▶ [DATA FOR ANALYSIS]:
::::
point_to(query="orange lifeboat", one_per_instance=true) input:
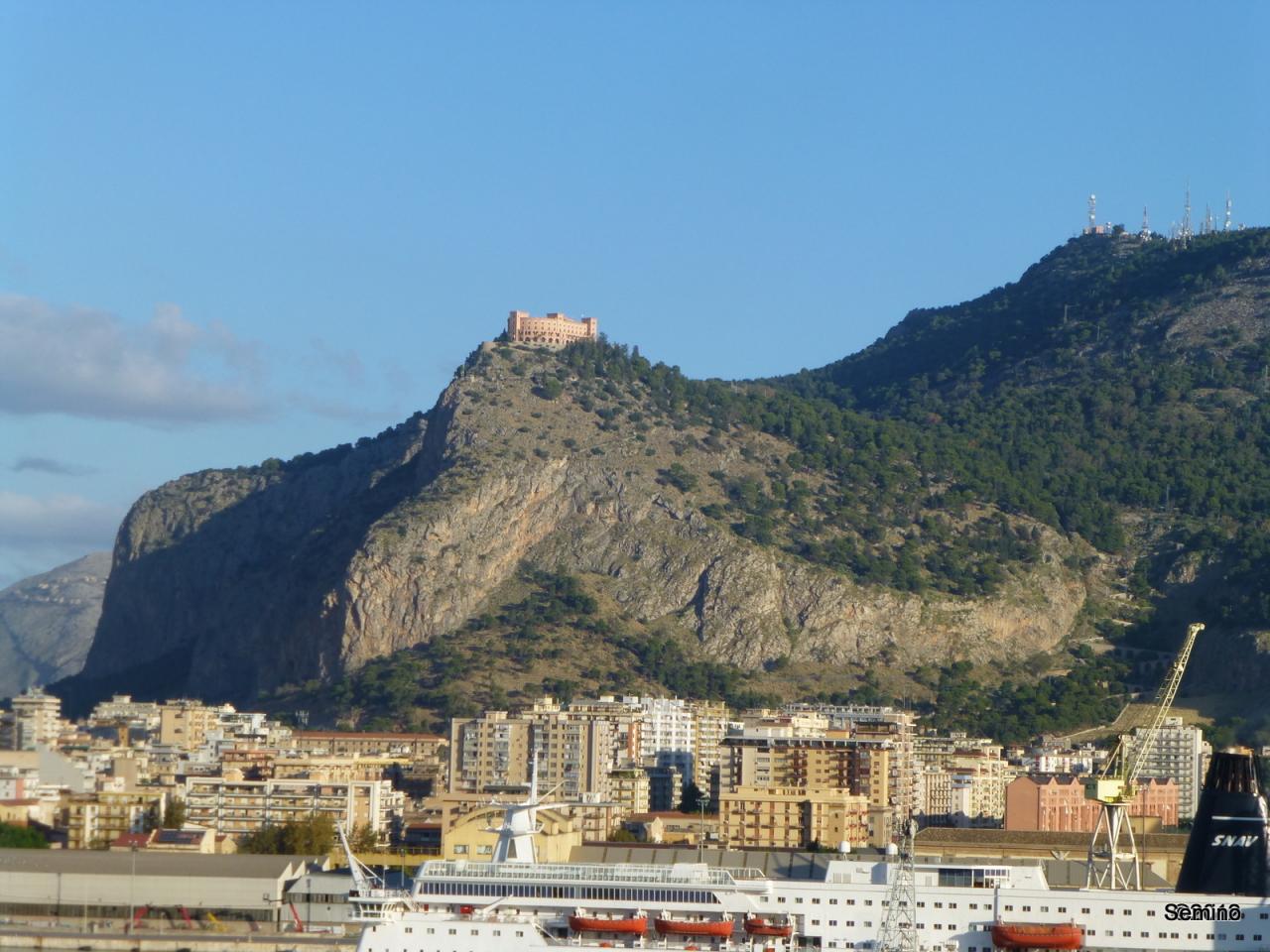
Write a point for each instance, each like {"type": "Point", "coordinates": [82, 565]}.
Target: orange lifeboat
{"type": "Point", "coordinates": [1038, 936]}
{"type": "Point", "coordinates": [758, 925]}
{"type": "Point", "coordinates": [630, 924]}
{"type": "Point", "coordinates": [714, 928]}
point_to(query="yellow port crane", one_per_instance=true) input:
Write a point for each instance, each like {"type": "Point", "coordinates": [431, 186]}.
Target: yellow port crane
{"type": "Point", "coordinates": [1112, 844]}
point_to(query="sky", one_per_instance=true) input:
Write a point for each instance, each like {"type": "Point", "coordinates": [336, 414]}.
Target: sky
{"type": "Point", "coordinates": [235, 231]}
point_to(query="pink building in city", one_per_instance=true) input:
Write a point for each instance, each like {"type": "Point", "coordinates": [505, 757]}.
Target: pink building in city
{"type": "Point", "coordinates": [1055, 802]}
{"type": "Point", "coordinates": [553, 330]}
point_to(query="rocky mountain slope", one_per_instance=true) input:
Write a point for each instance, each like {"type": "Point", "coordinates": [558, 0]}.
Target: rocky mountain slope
{"type": "Point", "coordinates": [48, 622]}
{"type": "Point", "coordinates": [988, 484]}
{"type": "Point", "coordinates": [230, 583]}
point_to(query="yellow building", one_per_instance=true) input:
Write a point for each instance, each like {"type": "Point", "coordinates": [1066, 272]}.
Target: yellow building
{"type": "Point", "coordinates": [244, 806]}
{"type": "Point", "coordinates": [860, 767]}
{"type": "Point", "coordinates": [186, 722]}
{"type": "Point", "coordinates": [629, 788]}
{"type": "Point", "coordinates": [794, 817]}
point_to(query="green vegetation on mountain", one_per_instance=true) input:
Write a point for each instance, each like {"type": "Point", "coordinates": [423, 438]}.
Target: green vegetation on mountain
{"type": "Point", "coordinates": [1080, 456]}
{"type": "Point", "coordinates": [13, 837]}
{"type": "Point", "coordinates": [553, 639]}
{"type": "Point", "coordinates": [314, 835]}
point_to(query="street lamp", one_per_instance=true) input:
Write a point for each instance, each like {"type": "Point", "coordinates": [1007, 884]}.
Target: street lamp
{"type": "Point", "coordinates": [132, 892]}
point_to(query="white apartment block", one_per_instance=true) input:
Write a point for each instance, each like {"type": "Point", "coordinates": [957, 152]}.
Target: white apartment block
{"type": "Point", "coordinates": [238, 807]}
{"type": "Point", "coordinates": [670, 735]}
{"type": "Point", "coordinates": [1182, 753]}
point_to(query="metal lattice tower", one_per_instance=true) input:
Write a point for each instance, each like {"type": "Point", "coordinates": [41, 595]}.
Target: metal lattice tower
{"type": "Point", "coordinates": [899, 928]}
{"type": "Point", "coordinates": [1185, 232]}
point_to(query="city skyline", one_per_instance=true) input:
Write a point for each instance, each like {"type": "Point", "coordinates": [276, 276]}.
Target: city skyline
{"type": "Point", "coordinates": [226, 238]}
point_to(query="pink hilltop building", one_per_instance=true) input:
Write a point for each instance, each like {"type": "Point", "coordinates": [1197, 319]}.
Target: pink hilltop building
{"type": "Point", "coordinates": [554, 330]}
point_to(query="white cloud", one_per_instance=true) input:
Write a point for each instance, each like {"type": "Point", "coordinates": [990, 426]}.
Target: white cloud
{"type": "Point", "coordinates": [67, 520]}
{"type": "Point", "coordinates": [89, 363]}
{"type": "Point", "coordinates": [54, 467]}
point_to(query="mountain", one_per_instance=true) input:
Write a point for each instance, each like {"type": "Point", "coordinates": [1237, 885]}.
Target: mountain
{"type": "Point", "coordinates": [1076, 458]}
{"type": "Point", "coordinates": [48, 622]}
{"type": "Point", "coordinates": [230, 583]}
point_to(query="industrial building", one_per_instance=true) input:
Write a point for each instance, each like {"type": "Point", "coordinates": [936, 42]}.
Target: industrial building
{"type": "Point", "coordinates": [96, 885]}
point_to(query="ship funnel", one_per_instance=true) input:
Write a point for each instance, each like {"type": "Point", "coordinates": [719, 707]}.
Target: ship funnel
{"type": "Point", "coordinates": [1228, 852]}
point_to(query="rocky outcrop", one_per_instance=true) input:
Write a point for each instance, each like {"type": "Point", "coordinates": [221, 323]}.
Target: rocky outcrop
{"type": "Point", "coordinates": [48, 622]}
{"type": "Point", "coordinates": [227, 583]}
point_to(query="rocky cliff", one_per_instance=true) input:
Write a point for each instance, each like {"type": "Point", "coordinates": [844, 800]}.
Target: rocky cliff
{"type": "Point", "coordinates": [988, 483]}
{"type": "Point", "coordinates": [229, 583]}
{"type": "Point", "coordinates": [48, 622]}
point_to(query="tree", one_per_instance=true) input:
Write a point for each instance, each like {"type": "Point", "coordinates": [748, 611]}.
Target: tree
{"type": "Point", "coordinates": [365, 839]}
{"type": "Point", "coordinates": [21, 838]}
{"type": "Point", "coordinates": [309, 837]}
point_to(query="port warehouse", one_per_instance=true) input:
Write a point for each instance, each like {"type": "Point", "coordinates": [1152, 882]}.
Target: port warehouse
{"type": "Point", "coordinates": [94, 885]}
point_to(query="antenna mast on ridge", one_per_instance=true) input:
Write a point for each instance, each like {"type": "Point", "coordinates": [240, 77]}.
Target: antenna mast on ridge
{"type": "Point", "coordinates": [1185, 232]}
{"type": "Point", "coordinates": [899, 927]}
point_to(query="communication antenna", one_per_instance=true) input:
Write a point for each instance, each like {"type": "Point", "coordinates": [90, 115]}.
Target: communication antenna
{"type": "Point", "coordinates": [1185, 234]}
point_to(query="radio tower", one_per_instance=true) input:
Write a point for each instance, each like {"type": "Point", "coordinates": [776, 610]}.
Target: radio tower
{"type": "Point", "coordinates": [899, 928]}
{"type": "Point", "coordinates": [1185, 232]}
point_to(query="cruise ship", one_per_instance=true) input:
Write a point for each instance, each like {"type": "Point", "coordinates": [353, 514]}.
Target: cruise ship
{"type": "Point", "coordinates": [516, 904]}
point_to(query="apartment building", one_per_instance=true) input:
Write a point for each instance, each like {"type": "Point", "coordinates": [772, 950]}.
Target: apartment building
{"type": "Point", "coordinates": [630, 788]}
{"type": "Point", "coordinates": [878, 724]}
{"type": "Point", "coordinates": [492, 751]}
{"type": "Point", "coordinates": [94, 820]}
{"type": "Point", "coordinates": [239, 807]}
{"type": "Point", "coordinates": [625, 717]}
{"type": "Point", "coordinates": [861, 767]}
{"type": "Point", "coordinates": [793, 817]}
{"type": "Point", "coordinates": [711, 728]}
{"type": "Point", "coordinates": [575, 756]}
{"type": "Point", "coordinates": [186, 724]}
{"type": "Point", "coordinates": [417, 747]}
{"type": "Point", "coordinates": [961, 780]}
{"type": "Point", "coordinates": [121, 708]}
{"type": "Point", "coordinates": [1049, 802]}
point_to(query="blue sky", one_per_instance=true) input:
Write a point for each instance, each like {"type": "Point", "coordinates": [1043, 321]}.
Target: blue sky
{"type": "Point", "coordinates": [231, 231]}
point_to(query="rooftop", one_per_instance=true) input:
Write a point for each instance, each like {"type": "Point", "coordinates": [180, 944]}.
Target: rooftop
{"type": "Point", "coordinates": [93, 862]}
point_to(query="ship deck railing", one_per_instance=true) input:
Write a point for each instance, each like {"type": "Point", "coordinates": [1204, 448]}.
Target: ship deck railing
{"type": "Point", "coordinates": [590, 873]}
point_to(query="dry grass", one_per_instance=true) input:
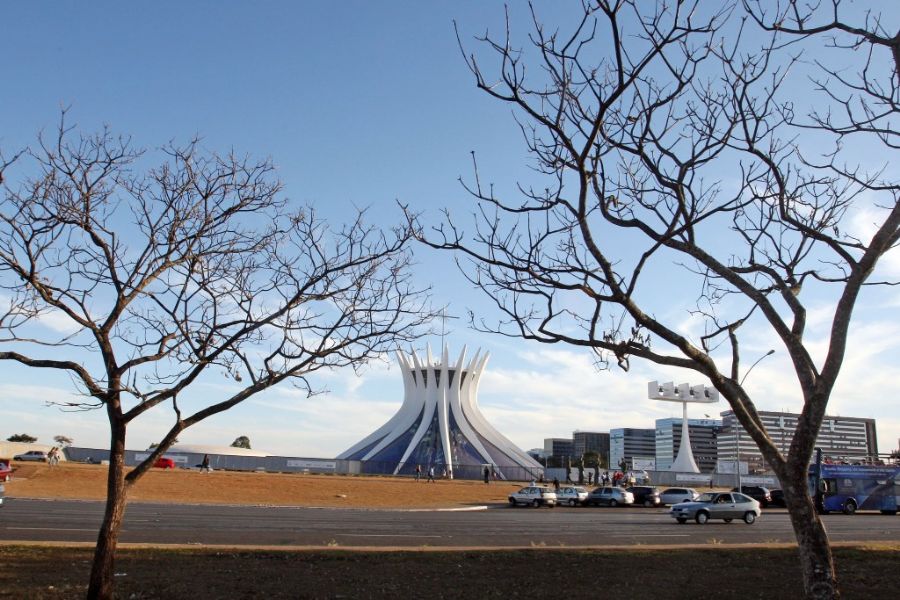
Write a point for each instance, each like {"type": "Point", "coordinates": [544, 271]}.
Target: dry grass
{"type": "Point", "coordinates": [88, 482]}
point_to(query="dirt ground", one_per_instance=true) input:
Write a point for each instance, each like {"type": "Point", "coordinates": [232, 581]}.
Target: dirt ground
{"type": "Point", "coordinates": [88, 482]}
{"type": "Point", "coordinates": [203, 574]}
{"type": "Point", "coordinates": [61, 572]}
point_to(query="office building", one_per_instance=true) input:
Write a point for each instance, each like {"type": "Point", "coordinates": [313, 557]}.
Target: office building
{"type": "Point", "coordinates": [840, 438]}
{"type": "Point", "coordinates": [591, 441]}
{"type": "Point", "coordinates": [631, 444]}
{"type": "Point", "coordinates": [559, 447]}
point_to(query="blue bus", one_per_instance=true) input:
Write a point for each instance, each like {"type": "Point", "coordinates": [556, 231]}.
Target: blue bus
{"type": "Point", "coordinates": [848, 488]}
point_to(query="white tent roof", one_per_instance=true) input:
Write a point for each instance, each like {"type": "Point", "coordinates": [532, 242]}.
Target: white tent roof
{"type": "Point", "coordinates": [222, 450]}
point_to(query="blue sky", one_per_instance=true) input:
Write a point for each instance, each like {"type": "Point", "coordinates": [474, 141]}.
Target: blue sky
{"type": "Point", "coordinates": [360, 104]}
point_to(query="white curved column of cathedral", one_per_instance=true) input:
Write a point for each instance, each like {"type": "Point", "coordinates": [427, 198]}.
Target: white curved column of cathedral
{"type": "Point", "coordinates": [402, 420]}
{"type": "Point", "coordinates": [459, 395]}
{"type": "Point", "coordinates": [440, 405]}
{"type": "Point", "coordinates": [476, 369]}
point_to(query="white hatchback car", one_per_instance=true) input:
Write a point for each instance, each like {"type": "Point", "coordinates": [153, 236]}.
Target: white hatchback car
{"type": "Point", "coordinates": [533, 495]}
{"type": "Point", "coordinates": [572, 495]}
{"type": "Point", "coordinates": [672, 496]}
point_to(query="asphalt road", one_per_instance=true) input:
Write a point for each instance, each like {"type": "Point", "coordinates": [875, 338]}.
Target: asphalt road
{"type": "Point", "coordinates": [78, 521]}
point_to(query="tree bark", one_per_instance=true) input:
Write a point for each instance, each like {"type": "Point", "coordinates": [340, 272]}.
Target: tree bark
{"type": "Point", "coordinates": [101, 582]}
{"type": "Point", "coordinates": [816, 560]}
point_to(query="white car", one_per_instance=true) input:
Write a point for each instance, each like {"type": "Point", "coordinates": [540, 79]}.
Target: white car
{"type": "Point", "coordinates": [533, 495]}
{"type": "Point", "coordinates": [35, 455]}
{"type": "Point", "coordinates": [609, 496]}
{"type": "Point", "coordinates": [573, 495]}
{"type": "Point", "coordinates": [672, 496]}
{"type": "Point", "coordinates": [727, 506]}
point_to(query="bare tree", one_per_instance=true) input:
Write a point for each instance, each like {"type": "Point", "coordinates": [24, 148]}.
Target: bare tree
{"type": "Point", "coordinates": [168, 276]}
{"type": "Point", "coordinates": [241, 442]}
{"type": "Point", "coordinates": [724, 141]}
{"type": "Point", "coordinates": [63, 440]}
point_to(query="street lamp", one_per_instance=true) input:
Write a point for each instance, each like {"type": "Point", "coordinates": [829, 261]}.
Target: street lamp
{"type": "Point", "coordinates": [738, 426]}
{"type": "Point", "coordinates": [683, 393]}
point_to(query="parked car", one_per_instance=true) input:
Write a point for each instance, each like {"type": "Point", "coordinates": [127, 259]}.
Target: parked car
{"type": "Point", "coordinates": [757, 492]}
{"type": "Point", "coordinates": [533, 495]}
{"type": "Point", "coordinates": [34, 455]}
{"type": "Point", "coordinates": [778, 498]}
{"type": "Point", "coordinates": [727, 506]}
{"type": "Point", "coordinates": [646, 495]}
{"type": "Point", "coordinates": [609, 496]}
{"type": "Point", "coordinates": [672, 496]}
{"type": "Point", "coordinates": [573, 495]}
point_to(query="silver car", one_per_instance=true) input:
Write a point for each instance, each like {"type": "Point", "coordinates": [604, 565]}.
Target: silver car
{"type": "Point", "coordinates": [533, 495]}
{"type": "Point", "coordinates": [727, 506]}
{"type": "Point", "coordinates": [609, 496]}
{"type": "Point", "coordinates": [673, 496]}
{"type": "Point", "coordinates": [573, 495]}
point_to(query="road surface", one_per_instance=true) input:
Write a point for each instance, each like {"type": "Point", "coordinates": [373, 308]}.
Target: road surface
{"type": "Point", "coordinates": [78, 521]}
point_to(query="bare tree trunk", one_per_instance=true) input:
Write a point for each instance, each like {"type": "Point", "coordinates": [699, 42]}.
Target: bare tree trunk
::::
Scan the entries above and work out how many lines include the word "trunk"; the reply is that number alone.

2